[EXERCISE REQUIREMENTS]: Give back exactly the lines of the material below that start at the line containing "of the scratched" and end at the line containing "Target: scratched wood surface", and no others.

[DATA FOR PROCESSING]:
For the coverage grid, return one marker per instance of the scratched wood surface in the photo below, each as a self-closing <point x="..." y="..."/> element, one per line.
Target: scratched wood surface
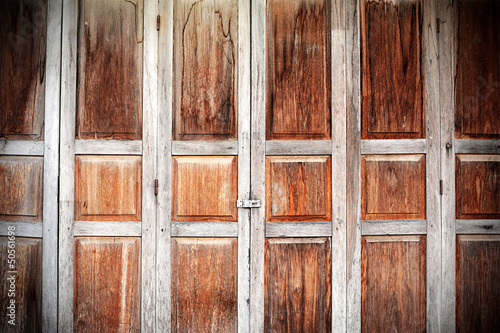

--

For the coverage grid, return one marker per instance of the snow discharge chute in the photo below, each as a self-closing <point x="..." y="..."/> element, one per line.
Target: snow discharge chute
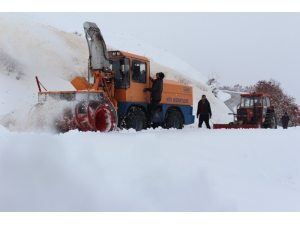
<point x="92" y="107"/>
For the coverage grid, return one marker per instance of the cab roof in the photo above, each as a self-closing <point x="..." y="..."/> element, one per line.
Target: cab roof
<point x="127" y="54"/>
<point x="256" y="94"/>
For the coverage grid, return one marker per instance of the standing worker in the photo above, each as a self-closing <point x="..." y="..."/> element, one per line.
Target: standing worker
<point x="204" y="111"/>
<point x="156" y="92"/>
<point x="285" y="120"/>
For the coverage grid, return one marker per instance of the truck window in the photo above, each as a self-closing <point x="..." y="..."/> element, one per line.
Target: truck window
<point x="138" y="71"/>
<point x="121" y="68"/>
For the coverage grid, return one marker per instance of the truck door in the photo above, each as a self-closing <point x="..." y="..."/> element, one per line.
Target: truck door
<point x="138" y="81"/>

...

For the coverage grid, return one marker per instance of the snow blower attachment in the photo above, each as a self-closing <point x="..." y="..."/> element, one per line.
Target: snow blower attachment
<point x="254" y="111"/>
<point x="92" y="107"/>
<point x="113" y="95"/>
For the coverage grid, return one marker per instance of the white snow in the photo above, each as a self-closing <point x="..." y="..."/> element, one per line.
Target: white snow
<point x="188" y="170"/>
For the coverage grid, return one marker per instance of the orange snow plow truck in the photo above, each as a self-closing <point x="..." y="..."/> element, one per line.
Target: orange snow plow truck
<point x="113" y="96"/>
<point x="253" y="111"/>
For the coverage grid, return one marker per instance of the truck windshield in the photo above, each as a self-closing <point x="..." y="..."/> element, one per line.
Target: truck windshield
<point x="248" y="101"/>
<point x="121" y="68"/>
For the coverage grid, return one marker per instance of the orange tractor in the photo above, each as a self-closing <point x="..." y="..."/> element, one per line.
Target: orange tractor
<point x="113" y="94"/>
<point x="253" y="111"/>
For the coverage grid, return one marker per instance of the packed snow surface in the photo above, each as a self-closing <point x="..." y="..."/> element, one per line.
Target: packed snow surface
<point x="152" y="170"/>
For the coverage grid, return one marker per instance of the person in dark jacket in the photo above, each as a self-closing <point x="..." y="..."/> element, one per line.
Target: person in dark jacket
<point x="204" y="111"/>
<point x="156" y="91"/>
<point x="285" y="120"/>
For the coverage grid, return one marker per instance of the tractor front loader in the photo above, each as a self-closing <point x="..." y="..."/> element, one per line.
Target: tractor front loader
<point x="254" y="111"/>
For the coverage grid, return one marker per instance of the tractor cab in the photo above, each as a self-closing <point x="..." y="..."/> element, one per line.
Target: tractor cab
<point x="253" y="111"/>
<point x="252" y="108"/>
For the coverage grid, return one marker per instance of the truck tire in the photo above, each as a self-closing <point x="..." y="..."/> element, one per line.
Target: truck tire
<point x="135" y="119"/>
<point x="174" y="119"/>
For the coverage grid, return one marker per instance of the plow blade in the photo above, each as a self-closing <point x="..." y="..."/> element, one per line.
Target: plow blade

[RESULT]:
For the coverage grid, return one marker per instance of the scratched wood surface in the photo below, each as a self-closing <point x="..." y="..."/> element, one per line.
Target: scratched wood surface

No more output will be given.